### Stored data entries

■ ■ ■

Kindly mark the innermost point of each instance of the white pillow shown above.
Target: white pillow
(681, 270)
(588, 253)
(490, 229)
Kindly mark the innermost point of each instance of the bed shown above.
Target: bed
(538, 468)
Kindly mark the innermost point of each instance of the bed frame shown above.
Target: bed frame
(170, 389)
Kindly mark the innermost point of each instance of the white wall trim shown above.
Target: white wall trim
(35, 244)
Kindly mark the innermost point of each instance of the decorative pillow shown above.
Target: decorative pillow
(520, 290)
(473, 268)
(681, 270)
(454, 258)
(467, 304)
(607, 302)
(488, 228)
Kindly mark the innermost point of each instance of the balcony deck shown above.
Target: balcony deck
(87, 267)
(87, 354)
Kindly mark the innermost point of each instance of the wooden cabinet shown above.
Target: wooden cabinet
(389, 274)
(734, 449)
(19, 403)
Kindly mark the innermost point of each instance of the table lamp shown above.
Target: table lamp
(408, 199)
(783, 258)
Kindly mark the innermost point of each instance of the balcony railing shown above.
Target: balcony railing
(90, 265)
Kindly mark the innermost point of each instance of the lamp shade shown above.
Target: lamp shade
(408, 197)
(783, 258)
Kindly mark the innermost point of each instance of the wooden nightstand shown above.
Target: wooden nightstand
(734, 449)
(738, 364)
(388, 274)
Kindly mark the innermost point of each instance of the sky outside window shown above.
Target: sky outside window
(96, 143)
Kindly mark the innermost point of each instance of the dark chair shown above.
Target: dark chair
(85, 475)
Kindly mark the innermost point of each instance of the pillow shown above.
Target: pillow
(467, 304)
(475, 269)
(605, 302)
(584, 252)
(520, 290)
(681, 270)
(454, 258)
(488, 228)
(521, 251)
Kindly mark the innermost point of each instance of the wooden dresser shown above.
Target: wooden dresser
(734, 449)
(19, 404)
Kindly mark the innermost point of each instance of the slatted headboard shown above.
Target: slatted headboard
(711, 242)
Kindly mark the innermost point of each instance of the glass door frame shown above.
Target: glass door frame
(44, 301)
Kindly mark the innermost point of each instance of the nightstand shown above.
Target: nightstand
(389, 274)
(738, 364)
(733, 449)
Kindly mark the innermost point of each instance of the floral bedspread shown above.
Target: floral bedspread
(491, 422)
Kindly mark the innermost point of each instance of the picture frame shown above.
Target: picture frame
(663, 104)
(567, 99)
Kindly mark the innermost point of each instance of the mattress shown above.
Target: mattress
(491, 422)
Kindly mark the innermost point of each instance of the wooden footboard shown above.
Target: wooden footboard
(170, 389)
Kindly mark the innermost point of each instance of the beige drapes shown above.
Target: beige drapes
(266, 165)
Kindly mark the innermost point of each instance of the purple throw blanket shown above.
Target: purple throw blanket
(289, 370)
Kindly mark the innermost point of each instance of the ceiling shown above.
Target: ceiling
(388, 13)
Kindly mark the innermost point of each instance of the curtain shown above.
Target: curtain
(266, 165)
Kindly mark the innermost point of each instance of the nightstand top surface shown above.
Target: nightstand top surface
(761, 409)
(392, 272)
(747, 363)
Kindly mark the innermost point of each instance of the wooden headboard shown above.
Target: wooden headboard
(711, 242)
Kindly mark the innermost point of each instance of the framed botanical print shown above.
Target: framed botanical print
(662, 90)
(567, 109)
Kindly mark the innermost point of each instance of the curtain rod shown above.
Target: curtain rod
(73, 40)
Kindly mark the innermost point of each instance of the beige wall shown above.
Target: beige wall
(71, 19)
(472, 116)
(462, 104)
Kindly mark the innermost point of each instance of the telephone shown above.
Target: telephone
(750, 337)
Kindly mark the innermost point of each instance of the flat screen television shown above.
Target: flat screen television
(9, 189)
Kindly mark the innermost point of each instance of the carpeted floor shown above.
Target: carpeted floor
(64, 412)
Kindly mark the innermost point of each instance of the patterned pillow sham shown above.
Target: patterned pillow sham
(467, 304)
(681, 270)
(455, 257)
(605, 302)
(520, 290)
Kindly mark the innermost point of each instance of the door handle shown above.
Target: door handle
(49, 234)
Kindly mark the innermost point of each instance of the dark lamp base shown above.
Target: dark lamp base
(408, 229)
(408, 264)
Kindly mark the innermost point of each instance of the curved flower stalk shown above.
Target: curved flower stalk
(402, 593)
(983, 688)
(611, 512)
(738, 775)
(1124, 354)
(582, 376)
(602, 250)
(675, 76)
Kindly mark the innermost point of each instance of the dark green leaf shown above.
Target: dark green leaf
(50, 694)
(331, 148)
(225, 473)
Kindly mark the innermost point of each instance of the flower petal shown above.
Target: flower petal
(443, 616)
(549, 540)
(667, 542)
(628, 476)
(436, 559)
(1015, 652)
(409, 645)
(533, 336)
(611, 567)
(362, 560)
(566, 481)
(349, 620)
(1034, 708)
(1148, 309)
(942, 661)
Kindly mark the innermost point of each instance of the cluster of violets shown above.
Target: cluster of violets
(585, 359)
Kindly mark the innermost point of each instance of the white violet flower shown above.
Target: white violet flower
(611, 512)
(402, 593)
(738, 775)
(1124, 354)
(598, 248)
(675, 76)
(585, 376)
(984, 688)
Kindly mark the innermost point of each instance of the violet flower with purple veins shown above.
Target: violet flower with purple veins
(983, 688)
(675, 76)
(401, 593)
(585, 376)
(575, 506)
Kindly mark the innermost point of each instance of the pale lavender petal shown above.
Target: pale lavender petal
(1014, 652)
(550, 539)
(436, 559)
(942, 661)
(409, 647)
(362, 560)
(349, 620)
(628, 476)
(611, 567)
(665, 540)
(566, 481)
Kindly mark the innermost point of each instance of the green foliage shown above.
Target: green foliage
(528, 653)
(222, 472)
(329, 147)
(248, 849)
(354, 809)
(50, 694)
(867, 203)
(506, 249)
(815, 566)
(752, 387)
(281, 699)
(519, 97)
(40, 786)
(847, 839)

■ ■ ■

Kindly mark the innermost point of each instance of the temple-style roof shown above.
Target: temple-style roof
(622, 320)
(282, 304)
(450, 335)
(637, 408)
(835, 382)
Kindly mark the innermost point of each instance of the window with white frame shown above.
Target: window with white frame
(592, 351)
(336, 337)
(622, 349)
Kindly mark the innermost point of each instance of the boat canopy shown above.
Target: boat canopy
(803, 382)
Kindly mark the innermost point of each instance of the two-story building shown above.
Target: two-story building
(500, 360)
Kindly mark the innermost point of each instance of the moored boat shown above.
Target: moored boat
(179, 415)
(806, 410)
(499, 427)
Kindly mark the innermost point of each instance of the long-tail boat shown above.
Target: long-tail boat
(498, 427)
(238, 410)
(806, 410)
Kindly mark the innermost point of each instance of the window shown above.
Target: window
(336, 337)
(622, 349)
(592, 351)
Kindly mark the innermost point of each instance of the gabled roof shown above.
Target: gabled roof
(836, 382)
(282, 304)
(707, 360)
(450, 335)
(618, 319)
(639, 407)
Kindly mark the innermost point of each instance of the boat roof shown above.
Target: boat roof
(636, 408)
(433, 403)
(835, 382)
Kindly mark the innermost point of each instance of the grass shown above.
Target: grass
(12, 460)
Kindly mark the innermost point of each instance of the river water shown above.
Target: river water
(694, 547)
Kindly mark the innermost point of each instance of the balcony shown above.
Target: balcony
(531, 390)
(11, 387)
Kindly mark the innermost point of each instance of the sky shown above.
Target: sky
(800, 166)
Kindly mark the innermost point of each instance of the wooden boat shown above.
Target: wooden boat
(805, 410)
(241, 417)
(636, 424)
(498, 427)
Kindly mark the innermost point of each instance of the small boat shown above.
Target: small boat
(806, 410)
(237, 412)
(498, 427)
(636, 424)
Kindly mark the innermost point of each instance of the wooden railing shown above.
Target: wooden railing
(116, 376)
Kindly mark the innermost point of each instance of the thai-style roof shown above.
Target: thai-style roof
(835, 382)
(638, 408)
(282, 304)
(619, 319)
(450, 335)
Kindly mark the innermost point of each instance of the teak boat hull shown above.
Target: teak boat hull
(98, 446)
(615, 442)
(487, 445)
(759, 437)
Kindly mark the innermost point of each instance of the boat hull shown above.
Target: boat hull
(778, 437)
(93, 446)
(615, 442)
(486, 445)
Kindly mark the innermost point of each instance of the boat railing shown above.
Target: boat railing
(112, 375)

■ ■ ■

### Required action
Return a word-for-word copy of the lines above from the one holding "Target: wooden dresser" through the one holding "Kindly mark the innermost point of each instance of the mattress", with both of them included and nothing besides.

### Your solution
Target: wooden dresser
(734, 449)
(19, 404)
Kindly mark the innermost point of each instance of the slatted headboard shown above.
Target: slatted headboard
(711, 242)
Kindly mark the innermost point of each instance of the glass door frame shown above.
Target: glass door frame
(44, 301)
Kindly mark the innermost point of each instance of the nightstand shown above.
Target: nightstand
(389, 274)
(738, 364)
(733, 449)
Kindly mark the innermost point of each instance of the floral bedspread shown above.
Target: floral bedspread
(491, 422)
Kindly mark the innermost point of each instance of the picture frame shown above.
Target: picture frame
(663, 104)
(567, 99)
Kindly mark the innermost point of each instance of the mattress shown above.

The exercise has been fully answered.